▶ **Try it**:
Once the line containing "Target: rope on boat" has been copied, stop; copy every line before it exactly, beginning with the first line of the material below.

▶ **Entries supplied**:
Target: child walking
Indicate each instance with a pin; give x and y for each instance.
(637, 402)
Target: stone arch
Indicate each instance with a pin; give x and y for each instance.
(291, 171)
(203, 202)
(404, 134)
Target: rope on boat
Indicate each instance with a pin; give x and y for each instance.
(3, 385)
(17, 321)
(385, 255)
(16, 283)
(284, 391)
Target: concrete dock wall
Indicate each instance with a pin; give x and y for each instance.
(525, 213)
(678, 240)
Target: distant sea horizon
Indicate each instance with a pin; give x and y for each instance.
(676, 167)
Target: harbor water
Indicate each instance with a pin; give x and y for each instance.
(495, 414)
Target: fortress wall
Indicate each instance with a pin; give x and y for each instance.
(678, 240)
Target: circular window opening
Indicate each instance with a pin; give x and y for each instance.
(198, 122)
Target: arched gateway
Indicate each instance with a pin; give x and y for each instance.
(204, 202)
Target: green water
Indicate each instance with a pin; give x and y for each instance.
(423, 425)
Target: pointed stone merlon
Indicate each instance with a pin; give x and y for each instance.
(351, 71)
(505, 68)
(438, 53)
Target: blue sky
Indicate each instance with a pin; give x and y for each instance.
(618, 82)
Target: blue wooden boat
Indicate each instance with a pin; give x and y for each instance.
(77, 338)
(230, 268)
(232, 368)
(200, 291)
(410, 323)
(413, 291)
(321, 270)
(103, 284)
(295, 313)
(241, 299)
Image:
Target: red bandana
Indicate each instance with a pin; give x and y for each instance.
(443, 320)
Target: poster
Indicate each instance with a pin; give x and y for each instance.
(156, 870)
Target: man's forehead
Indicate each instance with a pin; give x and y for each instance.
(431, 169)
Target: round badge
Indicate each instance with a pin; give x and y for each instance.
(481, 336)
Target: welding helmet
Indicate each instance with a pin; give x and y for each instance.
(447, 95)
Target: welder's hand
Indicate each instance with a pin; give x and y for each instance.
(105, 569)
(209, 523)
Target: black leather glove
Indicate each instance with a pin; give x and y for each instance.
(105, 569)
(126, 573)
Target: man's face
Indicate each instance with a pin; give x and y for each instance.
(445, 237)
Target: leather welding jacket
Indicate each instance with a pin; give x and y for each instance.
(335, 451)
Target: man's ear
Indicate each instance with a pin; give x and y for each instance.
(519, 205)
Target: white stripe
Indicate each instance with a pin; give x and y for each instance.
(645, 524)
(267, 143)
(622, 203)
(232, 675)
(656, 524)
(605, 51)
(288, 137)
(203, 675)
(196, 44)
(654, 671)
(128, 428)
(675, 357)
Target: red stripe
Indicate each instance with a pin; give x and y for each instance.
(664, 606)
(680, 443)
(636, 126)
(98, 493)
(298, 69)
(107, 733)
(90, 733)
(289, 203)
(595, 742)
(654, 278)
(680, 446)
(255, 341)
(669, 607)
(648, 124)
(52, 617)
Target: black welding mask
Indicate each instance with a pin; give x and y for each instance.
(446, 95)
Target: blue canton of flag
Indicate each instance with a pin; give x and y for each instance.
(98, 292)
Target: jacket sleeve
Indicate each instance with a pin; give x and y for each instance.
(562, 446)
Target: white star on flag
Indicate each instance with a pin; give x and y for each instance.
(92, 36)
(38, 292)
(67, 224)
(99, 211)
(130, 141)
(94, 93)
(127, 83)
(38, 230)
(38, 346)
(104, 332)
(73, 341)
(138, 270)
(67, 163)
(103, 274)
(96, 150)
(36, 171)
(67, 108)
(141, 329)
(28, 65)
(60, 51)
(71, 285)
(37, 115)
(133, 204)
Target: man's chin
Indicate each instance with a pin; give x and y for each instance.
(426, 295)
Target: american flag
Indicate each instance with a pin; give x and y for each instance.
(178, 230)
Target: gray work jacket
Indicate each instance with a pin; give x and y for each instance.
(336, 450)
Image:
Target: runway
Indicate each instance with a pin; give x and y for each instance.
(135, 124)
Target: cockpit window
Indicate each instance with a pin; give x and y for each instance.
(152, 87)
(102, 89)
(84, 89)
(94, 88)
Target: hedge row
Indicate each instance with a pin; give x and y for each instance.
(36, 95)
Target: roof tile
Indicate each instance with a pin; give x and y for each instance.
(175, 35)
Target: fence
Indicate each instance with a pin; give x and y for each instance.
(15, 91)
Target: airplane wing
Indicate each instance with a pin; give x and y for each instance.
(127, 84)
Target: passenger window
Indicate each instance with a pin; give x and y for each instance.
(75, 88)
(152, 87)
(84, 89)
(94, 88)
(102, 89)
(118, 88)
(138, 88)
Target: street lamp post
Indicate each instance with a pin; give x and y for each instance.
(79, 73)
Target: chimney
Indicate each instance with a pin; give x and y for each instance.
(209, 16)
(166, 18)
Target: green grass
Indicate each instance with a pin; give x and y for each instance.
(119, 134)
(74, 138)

▶ **Finished exercise**:
Target: child walking
Indicate each instance with a pin; give x and y for each instance.
(637, 402)
Target: stone arch
Indicate each instance with a pin; give x and y for each instance.
(291, 171)
(203, 202)
(404, 134)
Target: rope on boat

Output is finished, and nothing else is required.